:: WHAT THIS TASK INVOLVES ::
Format every line of the rows below as a JSON list of strings, one string per line, leaving out any blank lines.

:: RECORD SET ::
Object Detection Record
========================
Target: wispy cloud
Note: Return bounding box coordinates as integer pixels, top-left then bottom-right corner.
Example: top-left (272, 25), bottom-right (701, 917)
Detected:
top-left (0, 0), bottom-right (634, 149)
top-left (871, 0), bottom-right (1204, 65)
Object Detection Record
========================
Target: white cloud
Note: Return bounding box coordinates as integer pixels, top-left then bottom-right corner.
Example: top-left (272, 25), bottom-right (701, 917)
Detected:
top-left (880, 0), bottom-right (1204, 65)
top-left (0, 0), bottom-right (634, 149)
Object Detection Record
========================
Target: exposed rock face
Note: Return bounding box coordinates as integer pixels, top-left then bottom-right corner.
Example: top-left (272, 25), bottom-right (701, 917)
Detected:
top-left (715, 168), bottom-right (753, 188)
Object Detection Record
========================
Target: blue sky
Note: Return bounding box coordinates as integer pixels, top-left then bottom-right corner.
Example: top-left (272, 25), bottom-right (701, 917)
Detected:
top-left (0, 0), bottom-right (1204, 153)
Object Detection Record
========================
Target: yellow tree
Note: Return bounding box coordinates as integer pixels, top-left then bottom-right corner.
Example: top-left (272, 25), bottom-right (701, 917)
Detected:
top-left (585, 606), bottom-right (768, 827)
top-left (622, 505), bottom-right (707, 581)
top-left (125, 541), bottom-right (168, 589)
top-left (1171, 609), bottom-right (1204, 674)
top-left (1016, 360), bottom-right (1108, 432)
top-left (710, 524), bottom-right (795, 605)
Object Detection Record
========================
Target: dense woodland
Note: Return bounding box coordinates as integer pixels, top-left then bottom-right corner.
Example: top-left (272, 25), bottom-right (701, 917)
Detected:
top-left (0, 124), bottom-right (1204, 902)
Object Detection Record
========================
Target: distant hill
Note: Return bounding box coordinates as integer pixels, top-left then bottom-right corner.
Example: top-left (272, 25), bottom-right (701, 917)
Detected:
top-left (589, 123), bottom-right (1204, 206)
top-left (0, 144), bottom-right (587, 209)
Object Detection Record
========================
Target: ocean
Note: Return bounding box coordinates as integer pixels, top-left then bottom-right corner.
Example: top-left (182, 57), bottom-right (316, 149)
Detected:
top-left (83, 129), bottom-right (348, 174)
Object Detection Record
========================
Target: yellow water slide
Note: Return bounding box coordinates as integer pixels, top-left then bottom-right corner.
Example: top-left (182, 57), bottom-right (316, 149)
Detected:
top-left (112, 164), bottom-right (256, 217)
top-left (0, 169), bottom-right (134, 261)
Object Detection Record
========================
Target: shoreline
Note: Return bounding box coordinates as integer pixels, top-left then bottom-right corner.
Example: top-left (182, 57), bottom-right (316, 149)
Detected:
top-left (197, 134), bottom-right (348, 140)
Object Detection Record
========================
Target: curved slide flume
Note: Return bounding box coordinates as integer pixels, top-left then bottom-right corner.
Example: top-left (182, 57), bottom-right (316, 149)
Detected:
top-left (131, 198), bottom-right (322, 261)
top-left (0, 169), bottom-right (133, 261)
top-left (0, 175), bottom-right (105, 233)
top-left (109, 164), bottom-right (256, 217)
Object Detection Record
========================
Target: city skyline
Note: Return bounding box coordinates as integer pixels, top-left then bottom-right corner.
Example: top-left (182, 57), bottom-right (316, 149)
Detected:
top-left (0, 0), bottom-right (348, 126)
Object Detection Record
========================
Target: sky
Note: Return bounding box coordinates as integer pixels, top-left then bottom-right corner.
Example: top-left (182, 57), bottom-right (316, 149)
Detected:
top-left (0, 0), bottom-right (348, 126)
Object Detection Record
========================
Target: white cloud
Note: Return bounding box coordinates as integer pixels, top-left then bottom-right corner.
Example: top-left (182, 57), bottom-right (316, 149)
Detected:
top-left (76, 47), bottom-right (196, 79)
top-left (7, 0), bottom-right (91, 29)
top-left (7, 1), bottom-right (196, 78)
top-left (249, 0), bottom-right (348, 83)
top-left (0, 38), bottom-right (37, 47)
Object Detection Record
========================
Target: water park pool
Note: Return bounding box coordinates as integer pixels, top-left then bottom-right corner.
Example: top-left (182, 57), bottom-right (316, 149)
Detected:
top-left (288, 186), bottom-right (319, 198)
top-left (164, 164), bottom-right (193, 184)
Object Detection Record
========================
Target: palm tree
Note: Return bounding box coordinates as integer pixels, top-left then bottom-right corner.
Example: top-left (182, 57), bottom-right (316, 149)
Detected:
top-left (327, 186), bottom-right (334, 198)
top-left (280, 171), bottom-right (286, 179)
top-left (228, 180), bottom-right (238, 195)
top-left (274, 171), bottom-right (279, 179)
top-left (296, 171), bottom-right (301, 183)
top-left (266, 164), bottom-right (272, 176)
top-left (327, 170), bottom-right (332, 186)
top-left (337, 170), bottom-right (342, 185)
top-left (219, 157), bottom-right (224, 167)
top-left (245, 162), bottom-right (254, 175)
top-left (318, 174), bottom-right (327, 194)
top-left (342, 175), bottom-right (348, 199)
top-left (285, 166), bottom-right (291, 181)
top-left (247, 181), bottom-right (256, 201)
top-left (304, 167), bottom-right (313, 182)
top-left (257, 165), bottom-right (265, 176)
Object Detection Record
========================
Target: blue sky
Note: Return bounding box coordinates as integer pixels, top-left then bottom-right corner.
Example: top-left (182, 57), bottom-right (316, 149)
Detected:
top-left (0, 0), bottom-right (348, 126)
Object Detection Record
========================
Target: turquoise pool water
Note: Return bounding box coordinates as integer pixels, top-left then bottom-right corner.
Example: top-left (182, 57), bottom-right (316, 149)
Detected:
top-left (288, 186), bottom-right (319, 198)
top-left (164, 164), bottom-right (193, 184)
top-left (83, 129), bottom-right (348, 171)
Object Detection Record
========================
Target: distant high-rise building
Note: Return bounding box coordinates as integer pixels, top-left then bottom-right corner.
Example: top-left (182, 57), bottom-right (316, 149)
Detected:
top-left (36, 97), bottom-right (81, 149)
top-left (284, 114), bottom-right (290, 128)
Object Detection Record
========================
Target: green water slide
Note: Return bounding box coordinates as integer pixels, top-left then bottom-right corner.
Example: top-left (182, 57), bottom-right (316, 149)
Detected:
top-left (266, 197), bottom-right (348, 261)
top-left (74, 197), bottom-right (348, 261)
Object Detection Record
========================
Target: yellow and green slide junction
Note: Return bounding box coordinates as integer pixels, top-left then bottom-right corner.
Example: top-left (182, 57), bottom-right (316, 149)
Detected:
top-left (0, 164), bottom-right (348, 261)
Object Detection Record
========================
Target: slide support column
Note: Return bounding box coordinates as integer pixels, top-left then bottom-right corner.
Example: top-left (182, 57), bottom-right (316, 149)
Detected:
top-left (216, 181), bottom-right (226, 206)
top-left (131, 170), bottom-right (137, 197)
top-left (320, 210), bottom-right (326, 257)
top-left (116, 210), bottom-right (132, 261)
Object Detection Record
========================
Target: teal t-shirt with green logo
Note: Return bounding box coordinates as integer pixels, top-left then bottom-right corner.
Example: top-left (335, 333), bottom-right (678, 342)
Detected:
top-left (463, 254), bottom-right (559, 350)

:: COMPLETE RESPONSE ::
[
  "Object Detection Record",
  "========================",
  "Target: wispy cloud",
  "Note: Return bounding box coordinates as integer pixels, top-left then bottom-right corner.",
  "Example: top-left (272, 25), bottom-right (701, 917)",
  "Detected:",
  "top-left (0, 0), bottom-right (634, 149)",
  "top-left (871, 0), bottom-right (1204, 65)",
  "Object Detection Record",
  "========================",
  "Target: white cloud",
  "Note: Return bounding box coordinates as integer pixels, top-left then bottom-right corner.",
  "Example: top-left (272, 25), bottom-right (701, 917)",
  "Detected:",
  "top-left (880, 0), bottom-right (1204, 65)",
  "top-left (0, 0), bottom-right (634, 149)",
  "Object Detection Record",
  "========================",
  "Target: exposed rock face",
  "Note: Return bounding box coordinates as integer pixels, top-left then bottom-right corner.",
  "Example: top-left (272, 25), bottom-right (701, 917)",
  "Detected:",
  "top-left (715, 168), bottom-right (753, 188)",
  "Object Detection Record",
  "========================",
  "Target: blue sky",
  "Note: Return bounding box coordinates as integer pixels, top-left then bottom-right corner.",
  "Example: top-left (272, 25), bottom-right (701, 917)",
  "Detected:",
  "top-left (0, 0), bottom-right (1204, 153)",
  "Object Detection Record",
  "========================",
  "Target: yellow tree",
  "Note: Return bounding box coordinates as integer pixels, top-left then bottom-right corner.",
  "Example: top-left (272, 25), bottom-right (701, 917)",
  "Detected:",
  "top-left (585, 606), bottom-right (768, 827)",
  "top-left (622, 505), bottom-right (707, 581)",
  "top-left (125, 541), bottom-right (168, 589)",
  "top-left (1171, 609), bottom-right (1204, 674)",
  "top-left (1016, 360), bottom-right (1108, 432)",
  "top-left (710, 524), bottom-right (795, 605)",
  "Object Detection Record",
  "========================",
  "Target: dense woodland",
  "Note: Return bounding box coordinates as integer pixels, top-left then bottom-right corner.",
  "Example: top-left (272, 25), bottom-right (701, 917)",
  "Detected:",
  "top-left (0, 124), bottom-right (1204, 902)",
  "Object Detection Record",
  "========================",
  "Target: distant hill",
  "Note: Return bounding box coordinates as integer pixels, top-left then bottom-right corner.",
  "Example: top-left (272, 25), bottom-right (701, 917)",
  "Detected:",
  "top-left (589, 123), bottom-right (1204, 206)",
  "top-left (0, 144), bottom-right (587, 209)",
  "Object Detection Record",
  "========================",
  "Target: ocean",
  "Note: Return bounding box coordinates as integer pixels, top-left then bottom-right corner.",
  "Example: top-left (182, 57), bottom-right (316, 149)",
  "Detected:",
  "top-left (83, 129), bottom-right (348, 174)",
  "Object Detection Record",
  "========================",
  "Target: yellow water slide",
  "Note: Return bounding box coordinates as integer pixels, top-left then bottom-right corner.",
  "Example: top-left (182, 57), bottom-right (316, 149)",
  "Detected:",
  "top-left (112, 164), bottom-right (256, 217)",
  "top-left (0, 169), bottom-right (134, 261)",
  "Object Detection Record",
  "========================",
  "Target: shoreline",
  "Note: Return bounding box coordinates as integer pixels, top-left then bottom-right corner.",
  "Example: top-left (182, 57), bottom-right (316, 149)",
  "Detected:",
  "top-left (197, 134), bottom-right (348, 140)",
  "Object Detection Record",
  "========================",
  "Target: curved slide flume",
  "Note: Return bounding box coordinates as integer pixels, top-left then bottom-right corner.",
  "Example: top-left (182, 57), bottom-right (316, 149)",
  "Detected:",
  "top-left (131, 198), bottom-right (322, 261)",
  "top-left (0, 169), bottom-right (133, 261)",
  "top-left (0, 175), bottom-right (105, 233)",
  "top-left (109, 164), bottom-right (256, 217)",
  "Object Detection Record",
  "========================",
  "Target: city skyline",
  "Note: Return bounding box coordinates as integer pixels, top-left then bottom-right corner.",
  "Example: top-left (182, 57), bottom-right (316, 149)",
  "Detected:",
  "top-left (0, 0), bottom-right (348, 126)",
  "Object Detection Record",
  "========================",
  "Target: sky",
  "Note: Return bounding box coordinates as integer pixels, top-left then bottom-right corner.",
  "Example: top-left (182, 57), bottom-right (316, 149)",
  "Detected:",
  "top-left (0, 0), bottom-right (348, 126)",
  "Object Detection Record",
  "========================",
  "Target: white cloud",
  "Note: Return bounding box coordinates as integer pixels, top-left then bottom-right corner.",
  "Example: top-left (182, 57), bottom-right (316, 149)",
  "Detected:",
  "top-left (76, 47), bottom-right (196, 79)",
  "top-left (7, 0), bottom-right (91, 29)",
  "top-left (7, 1), bottom-right (196, 78)",
  "top-left (249, 0), bottom-right (348, 83)",
  "top-left (0, 38), bottom-right (37, 47)",
  "Object Detection Record",
  "========================",
  "Target: water park pool",
  "Note: Return bounding box coordinates as integer pixels, top-left then bottom-right corner.",
  "Example: top-left (182, 57), bottom-right (316, 149)",
  "Detected:",
  "top-left (288, 186), bottom-right (319, 198)",
  "top-left (164, 164), bottom-right (193, 184)",
  "Object Detection Record",
  "========================",
  "Target: palm tree",
  "Note: Return bounding box coordinates as integer pixels, top-left then bottom-right corner.",
  "Example: top-left (182, 57), bottom-right (316, 149)",
  "Detected:",
  "top-left (327, 186), bottom-right (334, 198)",
  "top-left (280, 171), bottom-right (286, 179)",
  "top-left (228, 180), bottom-right (238, 195)",
  "top-left (274, 171), bottom-right (279, 179)",
  "top-left (296, 171), bottom-right (301, 183)",
  "top-left (266, 164), bottom-right (272, 176)",
  "top-left (327, 170), bottom-right (332, 186)",
  "top-left (337, 170), bottom-right (342, 185)",
  "top-left (219, 157), bottom-right (224, 167)",
  "top-left (245, 162), bottom-right (254, 175)",
  "top-left (318, 174), bottom-right (327, 194)",
  "top-left (342, 175), bottom-right (348, 199)",
  "top-left (285, 166), bottom-right (291, 181)",
  "top-left (247, 181), bottom-right (256, 201)",
  "top-left (304, 167), bottom-right (313, 182)",
  "top-left (257, 165), bottom-right (265, 176)",
  "Object Detection Record",
  "========================",
  "Target: blue sky",
  "Note: Return bounding box coordinates as integer pixels, top-left then bottom-right corner.",
  "Example: top-left (182, 57), bottom-right (316, 149)",
  "Detected:",
  "top-left (0, 0), bottom-right (348, 126)",
  "Object Detection Record",
  "========================",
  "Target: turquoise pool water",
  "Note: Return bounding box coordinates as integer pixels, top-left then bottom-right corner.",
  "Example: top-left (182, 57), bottom-right (316, 149)",
  "Detected:",
  "top-left (288, 186), bottom-right (319, 198)",
  "top-left (164, 164), bottom-right (193, 184)",
  "top-left (83, 129), bottom-right (348, 171)",
  "Object Detection Record",
  "========================",
  "Target: distant high-rise building",
  "Note: Return bounding box coordinates as integer pixels, top-left then bottom-right corner.",
  "Example: top-left (182, 57), bottom-right (316, 149)",
  "Detected:",
  "top-left (36, 97), bottom-right (81, 149)",
  "top-left (284, 114), bottom-right (290, 128)",
  "Object Detection Record",
  "========================",
  "Target: green water slide",
  "Note: Return bounding box coordinates as integer pixels, top-left then bottom-right corner.",
  "Example: top-left (182, 57), bottom-right (316, 149)",
  "Detected:",
  "top-left (266, 197), bottom-right (348, 261)",
  "top-left (74, 197), bottom-right (348, 261)",
  "Object Detection Record",
  "========================",
  "Target: yellow and green slide junction",
  "Note: Return bounding box coordinates as integer pixels, top-left then bottom-right corner.",
  "Example: top-left (182, 57), bottom-right (316, 149)",
  "Detected:",
  "top-left (0, 164), bottom-right (348, 261)",
  "Object Detection Record",
  "========================",
  "Target: slide support column",
  "Note: Return bounding box coordinates as integer pixels, top-left then bottom-right corner.",
  "Example: top-left (182, 57), bottom-right (316, 149)",
  "Detected:",
  "top-left (216, 181), bottom-right (226, 206)",
  "top-left (131, 170), bottom-right (137, 197)",
  "top-left (320, 210), bottom-right (326, 257)",
  "top-left (116, 210), bottom-right (132, 261)",
  "Object Detection Record",
  "========================",
  "Target: teal t-shirt with green logo",
  "Note: Return bounding box coordinates as integer pixels, top-left then bottom-right corner.",
  "Example: top-left (335, 333), bottom-right (678, 342)",
  "Detected:",
  "top-left (463, 254), bottom-right (559, 350)"
]